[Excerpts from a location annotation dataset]
----------------------------------------
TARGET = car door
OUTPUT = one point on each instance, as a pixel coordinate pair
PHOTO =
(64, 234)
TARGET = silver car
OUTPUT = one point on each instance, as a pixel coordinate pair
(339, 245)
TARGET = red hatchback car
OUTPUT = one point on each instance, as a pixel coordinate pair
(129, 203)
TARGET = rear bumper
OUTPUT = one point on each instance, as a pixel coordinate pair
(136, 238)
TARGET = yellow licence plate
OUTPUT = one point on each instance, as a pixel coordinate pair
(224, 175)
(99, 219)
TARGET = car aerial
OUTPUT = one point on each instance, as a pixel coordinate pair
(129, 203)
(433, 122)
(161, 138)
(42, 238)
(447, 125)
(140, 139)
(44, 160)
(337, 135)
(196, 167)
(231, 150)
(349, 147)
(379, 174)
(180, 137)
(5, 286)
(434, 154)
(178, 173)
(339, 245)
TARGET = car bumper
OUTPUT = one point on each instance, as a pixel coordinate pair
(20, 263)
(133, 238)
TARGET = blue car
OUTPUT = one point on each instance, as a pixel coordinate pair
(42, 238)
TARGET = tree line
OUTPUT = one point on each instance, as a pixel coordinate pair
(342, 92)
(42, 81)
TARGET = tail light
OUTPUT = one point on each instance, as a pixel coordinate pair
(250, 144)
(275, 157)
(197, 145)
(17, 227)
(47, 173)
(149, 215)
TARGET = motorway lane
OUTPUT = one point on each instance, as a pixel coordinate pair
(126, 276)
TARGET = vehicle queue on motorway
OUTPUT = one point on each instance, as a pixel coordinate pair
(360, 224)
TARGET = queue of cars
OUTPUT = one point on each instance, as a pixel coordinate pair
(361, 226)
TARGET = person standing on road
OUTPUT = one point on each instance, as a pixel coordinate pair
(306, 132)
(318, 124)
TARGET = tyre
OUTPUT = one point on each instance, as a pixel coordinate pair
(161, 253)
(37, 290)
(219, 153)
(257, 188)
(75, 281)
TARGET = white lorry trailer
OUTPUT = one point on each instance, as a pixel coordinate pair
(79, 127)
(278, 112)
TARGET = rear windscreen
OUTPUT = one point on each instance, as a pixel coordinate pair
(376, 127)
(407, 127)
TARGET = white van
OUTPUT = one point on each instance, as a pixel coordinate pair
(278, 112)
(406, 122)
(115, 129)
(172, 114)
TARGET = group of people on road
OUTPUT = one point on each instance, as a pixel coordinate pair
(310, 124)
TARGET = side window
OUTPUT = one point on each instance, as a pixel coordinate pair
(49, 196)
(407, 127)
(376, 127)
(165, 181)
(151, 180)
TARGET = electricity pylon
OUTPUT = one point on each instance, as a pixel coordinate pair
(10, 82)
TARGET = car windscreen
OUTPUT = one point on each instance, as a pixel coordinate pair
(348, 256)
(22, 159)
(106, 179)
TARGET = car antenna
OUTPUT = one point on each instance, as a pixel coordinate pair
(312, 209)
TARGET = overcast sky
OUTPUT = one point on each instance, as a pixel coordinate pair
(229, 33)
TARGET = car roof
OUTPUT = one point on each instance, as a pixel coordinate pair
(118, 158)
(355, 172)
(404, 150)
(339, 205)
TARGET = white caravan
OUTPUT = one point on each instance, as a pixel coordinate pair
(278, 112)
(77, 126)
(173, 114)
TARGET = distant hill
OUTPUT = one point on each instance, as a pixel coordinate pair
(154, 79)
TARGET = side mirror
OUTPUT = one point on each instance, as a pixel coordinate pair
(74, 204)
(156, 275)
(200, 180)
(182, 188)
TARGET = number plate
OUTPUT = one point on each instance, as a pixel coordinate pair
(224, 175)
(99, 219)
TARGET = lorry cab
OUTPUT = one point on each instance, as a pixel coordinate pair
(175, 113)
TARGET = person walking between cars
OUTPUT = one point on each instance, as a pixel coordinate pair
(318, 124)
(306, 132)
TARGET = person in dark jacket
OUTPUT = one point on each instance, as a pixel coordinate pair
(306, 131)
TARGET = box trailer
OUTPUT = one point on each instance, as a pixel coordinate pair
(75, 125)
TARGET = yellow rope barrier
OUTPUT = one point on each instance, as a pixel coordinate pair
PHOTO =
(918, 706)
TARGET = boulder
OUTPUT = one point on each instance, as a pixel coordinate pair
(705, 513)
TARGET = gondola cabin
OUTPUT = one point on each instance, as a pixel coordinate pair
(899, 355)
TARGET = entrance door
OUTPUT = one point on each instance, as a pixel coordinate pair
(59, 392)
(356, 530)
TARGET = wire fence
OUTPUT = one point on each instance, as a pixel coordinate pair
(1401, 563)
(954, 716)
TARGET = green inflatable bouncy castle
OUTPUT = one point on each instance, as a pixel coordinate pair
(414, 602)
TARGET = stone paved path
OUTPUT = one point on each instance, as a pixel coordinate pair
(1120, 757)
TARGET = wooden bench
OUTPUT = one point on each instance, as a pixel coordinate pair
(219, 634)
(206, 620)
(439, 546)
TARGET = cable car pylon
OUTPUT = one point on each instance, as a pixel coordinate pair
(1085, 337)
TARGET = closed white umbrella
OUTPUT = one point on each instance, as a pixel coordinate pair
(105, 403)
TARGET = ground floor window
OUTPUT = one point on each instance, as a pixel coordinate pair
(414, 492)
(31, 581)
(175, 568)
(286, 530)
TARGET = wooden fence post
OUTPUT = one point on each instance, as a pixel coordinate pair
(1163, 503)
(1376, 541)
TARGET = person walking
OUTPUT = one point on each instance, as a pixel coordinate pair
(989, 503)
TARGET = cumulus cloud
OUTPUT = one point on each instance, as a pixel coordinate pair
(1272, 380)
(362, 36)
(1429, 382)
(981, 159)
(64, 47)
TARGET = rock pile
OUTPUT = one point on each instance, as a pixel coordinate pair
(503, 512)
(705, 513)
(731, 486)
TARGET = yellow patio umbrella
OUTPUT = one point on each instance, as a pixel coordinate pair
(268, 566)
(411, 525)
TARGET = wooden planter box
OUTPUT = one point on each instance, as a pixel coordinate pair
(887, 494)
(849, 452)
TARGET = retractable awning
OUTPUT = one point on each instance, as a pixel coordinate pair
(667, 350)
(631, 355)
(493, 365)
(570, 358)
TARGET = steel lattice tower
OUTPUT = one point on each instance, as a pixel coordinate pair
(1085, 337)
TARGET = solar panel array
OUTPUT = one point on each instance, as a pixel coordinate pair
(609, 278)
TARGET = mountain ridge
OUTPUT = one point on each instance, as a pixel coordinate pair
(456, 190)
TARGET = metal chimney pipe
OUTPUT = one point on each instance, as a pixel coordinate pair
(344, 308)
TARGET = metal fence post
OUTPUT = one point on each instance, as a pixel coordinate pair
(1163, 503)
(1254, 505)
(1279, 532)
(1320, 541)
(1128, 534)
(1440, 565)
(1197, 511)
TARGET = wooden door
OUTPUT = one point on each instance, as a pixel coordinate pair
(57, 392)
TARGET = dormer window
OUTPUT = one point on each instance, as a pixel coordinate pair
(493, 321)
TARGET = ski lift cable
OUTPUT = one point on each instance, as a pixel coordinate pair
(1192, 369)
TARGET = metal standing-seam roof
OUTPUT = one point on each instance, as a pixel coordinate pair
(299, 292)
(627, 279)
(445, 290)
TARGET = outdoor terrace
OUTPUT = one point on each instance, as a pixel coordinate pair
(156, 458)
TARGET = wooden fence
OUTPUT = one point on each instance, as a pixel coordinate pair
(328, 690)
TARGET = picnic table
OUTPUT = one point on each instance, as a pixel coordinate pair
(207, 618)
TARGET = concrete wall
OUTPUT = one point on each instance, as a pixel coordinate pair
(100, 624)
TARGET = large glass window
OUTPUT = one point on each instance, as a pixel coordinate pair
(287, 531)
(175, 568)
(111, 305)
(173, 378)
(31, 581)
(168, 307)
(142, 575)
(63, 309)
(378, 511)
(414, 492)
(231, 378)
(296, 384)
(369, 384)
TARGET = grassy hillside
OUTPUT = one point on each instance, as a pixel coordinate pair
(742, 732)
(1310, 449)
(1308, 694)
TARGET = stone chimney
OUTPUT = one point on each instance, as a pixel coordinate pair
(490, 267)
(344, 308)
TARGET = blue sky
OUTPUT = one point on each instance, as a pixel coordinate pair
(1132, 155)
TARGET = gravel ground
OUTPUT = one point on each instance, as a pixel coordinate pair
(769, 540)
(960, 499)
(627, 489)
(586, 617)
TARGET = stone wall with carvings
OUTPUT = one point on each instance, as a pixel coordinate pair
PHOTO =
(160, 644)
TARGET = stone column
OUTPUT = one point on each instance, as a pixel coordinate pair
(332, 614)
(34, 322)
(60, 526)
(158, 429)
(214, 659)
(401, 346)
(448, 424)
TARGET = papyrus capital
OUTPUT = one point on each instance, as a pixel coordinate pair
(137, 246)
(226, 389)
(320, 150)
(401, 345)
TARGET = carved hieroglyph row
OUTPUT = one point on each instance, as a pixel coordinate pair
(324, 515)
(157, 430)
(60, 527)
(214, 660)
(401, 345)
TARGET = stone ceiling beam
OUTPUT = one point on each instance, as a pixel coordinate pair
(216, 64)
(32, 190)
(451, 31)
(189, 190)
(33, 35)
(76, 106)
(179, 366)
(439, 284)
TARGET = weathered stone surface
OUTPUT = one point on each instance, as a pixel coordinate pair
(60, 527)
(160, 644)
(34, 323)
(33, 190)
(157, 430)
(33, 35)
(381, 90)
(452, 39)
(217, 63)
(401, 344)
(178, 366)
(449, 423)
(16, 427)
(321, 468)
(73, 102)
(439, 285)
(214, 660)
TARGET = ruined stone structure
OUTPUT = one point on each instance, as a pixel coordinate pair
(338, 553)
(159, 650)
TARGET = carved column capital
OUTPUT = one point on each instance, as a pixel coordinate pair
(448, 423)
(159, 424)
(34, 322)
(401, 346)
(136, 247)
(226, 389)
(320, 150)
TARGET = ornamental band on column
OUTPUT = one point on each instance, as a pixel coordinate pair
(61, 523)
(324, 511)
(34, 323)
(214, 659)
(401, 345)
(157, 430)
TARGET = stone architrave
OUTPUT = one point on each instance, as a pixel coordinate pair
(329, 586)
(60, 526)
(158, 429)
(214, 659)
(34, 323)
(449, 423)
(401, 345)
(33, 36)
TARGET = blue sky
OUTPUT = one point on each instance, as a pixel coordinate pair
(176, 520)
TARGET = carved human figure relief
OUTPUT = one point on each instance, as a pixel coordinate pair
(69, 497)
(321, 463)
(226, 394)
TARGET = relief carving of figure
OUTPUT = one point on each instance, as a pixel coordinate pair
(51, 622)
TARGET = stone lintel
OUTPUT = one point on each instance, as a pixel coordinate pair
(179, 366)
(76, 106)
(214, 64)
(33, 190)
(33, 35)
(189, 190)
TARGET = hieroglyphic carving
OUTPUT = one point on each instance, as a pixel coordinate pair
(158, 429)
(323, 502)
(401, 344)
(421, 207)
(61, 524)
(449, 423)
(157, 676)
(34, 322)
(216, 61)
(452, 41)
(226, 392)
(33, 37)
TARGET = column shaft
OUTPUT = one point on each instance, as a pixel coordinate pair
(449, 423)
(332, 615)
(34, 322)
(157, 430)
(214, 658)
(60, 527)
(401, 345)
----------------------------------------
» STATED TASK
Repeat the stretch of lines from the one containing "TARGET = picnic table" through the one containing "(1308, 694)", including both of those lines.

» EXPECTED ANSWER
TARGET = picnic table
OUTPUT = one point on each instance, as a pixel coordinate pair
(207, 618)
TARGET = concrete wall
OUTPUT = one point on each instance, as a pixel coordinate pair
(100, 624)
TARGET = large glass window
OUTPUT = one point on each instance, as a pixel coordinate pair
(287, 531)
(175, 568)
(111, 305)
(173, 378)
(31, 581)
(168, 307)
(142, 575)
(63, 309)
(378, 511)
(414, 492)
(231, 378)
(296, 384)
(369, 384)
TARGET = grassy hillside
OUTPUT = one point on each instance, as a pixel coordinate pair
(742, 732)
(1310, 449)
(1308, 694)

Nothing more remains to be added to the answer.